100 security forces killed in fight for Afghan city
KABUL: At least 100 Afghan security forces have been killed as troops backed by US airpower struggled to push the Taliban from embattled Ghazni city, officials said Monday, while residents reported food and medicine shortages four days after fighting began.
The Afghan government said it had sent reinforcements to the strategic city, which lies barely two hours drive from Kabul on the main highway connecting the capital with the country´s south.
“About 100 security forces have lost their lives and between 20 and 30 civilians have been killed,” defence minister Tariq Shah Bahrami told a press conference in Kabul, offering the first high-level official casualty figure since the insurgents entered the city. He also said that 194 insurgents had been killed and 147 wounded. The Taliban swiftly responded, saying the government´s claims were “baseless” and that talks were “under way for their surrender”. Doctors were struggling to treat dozens of wounded at hospitals in the eastern provincial capital, where residents said insurgents roamed the streets.
At a hospital in the city wounded people could be seen groaning in agony on stretchers, while uncovered wooden coffins filled with bodies were laid on the floor. A doctor in the hospital´s intensive care unit said they had received over 80 dead bodies as of Sunday and had treated more than 160 patients, many of whom were had been injured by gunshots or shrapnel. “There are no police or soldiers to guard the hospital. They bring their wounded and then leave,” the doctor, Mohammad Arif Omari, said. “The hospital is overwhelmed,” Andrea Catta Preta, a spokeswoman for the International Red Cross in Kabul, told AFP.

----------

> **PARTS OF THE EXERCISE**
[a] Duplicate part of the Ghazni news report word for word, beginning with "At a hospital" and stopping after "Kabul, told AFP.".
[b] Finish out the next part of the news report on the fighting for Ghazni city, picking up after its last sentence.

Records excerpted from a collection:
----------

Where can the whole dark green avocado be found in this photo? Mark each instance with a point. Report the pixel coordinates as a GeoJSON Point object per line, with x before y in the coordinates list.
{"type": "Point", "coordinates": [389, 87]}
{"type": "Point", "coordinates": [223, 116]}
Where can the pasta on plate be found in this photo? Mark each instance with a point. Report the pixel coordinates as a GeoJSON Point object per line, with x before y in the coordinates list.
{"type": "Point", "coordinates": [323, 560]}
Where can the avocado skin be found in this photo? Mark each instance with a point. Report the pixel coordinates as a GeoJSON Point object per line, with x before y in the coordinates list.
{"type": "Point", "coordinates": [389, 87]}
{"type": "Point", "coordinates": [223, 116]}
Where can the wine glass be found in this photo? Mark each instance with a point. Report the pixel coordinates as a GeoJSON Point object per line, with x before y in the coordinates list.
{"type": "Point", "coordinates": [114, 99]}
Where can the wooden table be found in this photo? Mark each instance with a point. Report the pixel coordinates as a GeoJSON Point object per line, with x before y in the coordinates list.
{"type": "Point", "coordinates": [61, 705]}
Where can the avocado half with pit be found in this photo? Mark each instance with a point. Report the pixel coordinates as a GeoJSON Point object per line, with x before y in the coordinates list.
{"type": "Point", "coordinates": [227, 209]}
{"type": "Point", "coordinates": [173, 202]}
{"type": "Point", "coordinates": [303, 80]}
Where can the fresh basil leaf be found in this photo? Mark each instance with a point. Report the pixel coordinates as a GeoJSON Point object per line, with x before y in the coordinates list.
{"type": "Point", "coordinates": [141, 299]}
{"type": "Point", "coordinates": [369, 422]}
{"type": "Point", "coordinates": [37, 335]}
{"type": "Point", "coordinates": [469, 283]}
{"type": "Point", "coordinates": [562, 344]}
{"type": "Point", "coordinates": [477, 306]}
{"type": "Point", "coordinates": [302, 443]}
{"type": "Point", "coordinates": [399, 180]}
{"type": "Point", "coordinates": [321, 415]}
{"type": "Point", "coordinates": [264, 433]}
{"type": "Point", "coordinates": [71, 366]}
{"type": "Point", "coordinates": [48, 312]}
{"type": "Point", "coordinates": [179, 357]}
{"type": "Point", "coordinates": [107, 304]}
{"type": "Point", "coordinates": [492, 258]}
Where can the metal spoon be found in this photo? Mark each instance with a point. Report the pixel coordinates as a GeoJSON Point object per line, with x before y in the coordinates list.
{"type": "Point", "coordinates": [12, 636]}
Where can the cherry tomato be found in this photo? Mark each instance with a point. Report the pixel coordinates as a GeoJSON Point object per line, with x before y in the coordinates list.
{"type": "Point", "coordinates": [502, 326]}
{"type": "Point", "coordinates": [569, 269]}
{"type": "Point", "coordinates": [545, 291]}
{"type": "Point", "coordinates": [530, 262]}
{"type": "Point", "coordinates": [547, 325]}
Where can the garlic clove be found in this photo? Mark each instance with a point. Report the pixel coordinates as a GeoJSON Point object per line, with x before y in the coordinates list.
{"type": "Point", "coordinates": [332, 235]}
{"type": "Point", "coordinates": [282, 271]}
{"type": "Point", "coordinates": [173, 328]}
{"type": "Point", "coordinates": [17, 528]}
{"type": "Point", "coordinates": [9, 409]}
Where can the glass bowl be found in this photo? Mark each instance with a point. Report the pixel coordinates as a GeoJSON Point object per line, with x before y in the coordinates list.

----------

> **ANSWERS FOR EACH ITEM**
[a]
At a hospital in the city wounded people could be seen groaning in agony on stretchers, while uncovered wooden coffins filled with bodies were laid on the floor. A doctor in the hospital´s intensive care unit said they had received over 80 dead bodies as of Sunday and had treated more than 160 patients, many of whom were had been injured by gunshots or shrapnel. “There are no police or soldiers to guard the hospital. They bring their wounded and then leave,” the doctor, Mohammad Arif Omari, said. “The hospital is overwhelmed,” Andrea Catta Preta, a spokeswoman for the International Red Cross in Kabul, told AFP.

[b]
With residents reporting power remained out in the city, she said the Red Cross was able to reach the hospital on Monday during a brief lull in fighting, providing nearly 200 litres of fuel for its generator and medical supplies for over 100 people. “Everybody is requesting assistance, so we have been doing what we can whenever we have a window of security to do something,” she added. An AFP reporter in the city said late Sunday that militants were going door to door and commandeering supplies including water, tea, and wheelbarrows to move injured fighters.
Ghazni residents who arrived in Kabul after fleeing the violence told AFP that the dead bodies of militants and soldiers continued to litter the streets, while government offices have been set ablaze by Taliban fighters and food prices are rising. “Everyone wanted to find a way to flee the city. Most of the people are still hiding in their basements as fighting is going from street to street,” said Ghazni journalist Fayeza Fayez, who arrived in Kabul late Sunday after fleeing the city.